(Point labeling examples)
>> BEGIN

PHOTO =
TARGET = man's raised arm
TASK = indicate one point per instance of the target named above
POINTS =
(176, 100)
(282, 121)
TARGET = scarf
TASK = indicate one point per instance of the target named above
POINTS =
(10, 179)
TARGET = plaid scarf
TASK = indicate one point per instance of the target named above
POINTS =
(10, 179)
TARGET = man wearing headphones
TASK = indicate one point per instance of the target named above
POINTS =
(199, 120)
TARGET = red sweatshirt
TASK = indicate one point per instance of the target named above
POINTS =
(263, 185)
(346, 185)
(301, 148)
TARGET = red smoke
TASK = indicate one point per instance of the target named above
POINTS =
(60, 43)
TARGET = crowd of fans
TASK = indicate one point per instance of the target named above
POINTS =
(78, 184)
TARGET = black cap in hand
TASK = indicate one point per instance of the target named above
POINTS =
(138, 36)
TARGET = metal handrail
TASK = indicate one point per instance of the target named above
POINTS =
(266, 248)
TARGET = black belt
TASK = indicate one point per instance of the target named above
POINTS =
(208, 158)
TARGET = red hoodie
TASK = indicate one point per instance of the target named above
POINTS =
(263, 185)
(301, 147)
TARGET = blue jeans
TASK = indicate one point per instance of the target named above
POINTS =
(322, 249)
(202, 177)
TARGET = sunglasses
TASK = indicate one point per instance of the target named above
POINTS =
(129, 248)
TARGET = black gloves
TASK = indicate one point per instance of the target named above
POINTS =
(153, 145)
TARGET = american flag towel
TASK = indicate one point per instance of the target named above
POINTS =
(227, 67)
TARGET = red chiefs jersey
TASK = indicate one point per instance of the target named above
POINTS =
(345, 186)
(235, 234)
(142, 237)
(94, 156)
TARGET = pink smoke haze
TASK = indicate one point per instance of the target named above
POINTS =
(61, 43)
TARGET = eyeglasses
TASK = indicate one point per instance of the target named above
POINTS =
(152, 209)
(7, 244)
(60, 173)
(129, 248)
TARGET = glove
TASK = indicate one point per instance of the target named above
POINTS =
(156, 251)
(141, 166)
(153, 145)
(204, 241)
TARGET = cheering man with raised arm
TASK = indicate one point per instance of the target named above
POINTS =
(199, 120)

>> END

Transcribe all of the lines in the records precisely.

PHOTO =
TARGET = man's raised arm
TASK = indicate one point per instance of the target named above
POINTS =
(176, 100)
(282, 121)
TARGET = scarf
TASK = indicate one point per instance of the target named above
POINTS =
(10, 179)
TARGET = plaid scarf
TASK = indicate one point per instance of the target named above
POINTS =
(10, 179)
TARGET = man wearing headphones
TASK = indicate one point per instance of the target named above
POINTS =
(199, 120)
TARGET = red sweatshirt
TASK = indicate one point per instance of the target named above
POINTS =
(263, 185)
(346, 185)
(301, 148)
TARGET = red smoke
TASK = indicate one point per instance of the target named above
POINTS =
(60, 43)
TARGET = crowd of fans
TASK = indicate one point per instance of the target named above
POINTS =
(78, 184)
TARGET = black cap in hand
TASK = indicate one point per instance of the target named above
POINTS =
(138, 36)
TARGET = metal handrail
TASK = indicate one point per instance of the target named above
POINTS =
(266, 248)
TARGET = black belt
TASK = indicate one point per instance of the target named above
POINTS =
(208, 158)
TARGET = red hoodie
TASK = indicate one point per instance of the target named above
POINTS =
(263, 185)
(301, 147)
TARGET = blue jeans
TASK = indicate one point per instance of the target named above
POINTS =
(322, 249)
(202, 177)
TARGET = sunglasses
TASK = indicate one point per instance of the target named above
POINTS =
(129, 248)
TARGET = black gloves
TASK = indicate one point per instance of the target named above
POINTS =
(153, 145)
TARGET = american flag towel
TASK = indicate one point per instance of the target named above
POINTS =
(227, 67)
TARGET = red chiefs jersey
TASK = indicate one point per instance of the target named above
POINTS =
(345, 186)
(235, 234)
(142, 237)
(94, 156)
TARGET = pink smoke haze
TASK = indicate one point per instance of the target named above
POINTS =
(61, 43)
TARGET = eyeglasses
TASK = indicate one point per instance of the target named above
POINTS =
(152, 209)
(7, 244)
(60, 173)
(129, 248)
TARGET = glove
TASK = indicate one point per instance of the target named above
POINTS =
(156, 251)
(141, 166)
(153, 145)
(204, 241)
TARGET = cheering man with raised arm
TASK = indicate one point per instance of the target named above
POINTS =
(199, 120)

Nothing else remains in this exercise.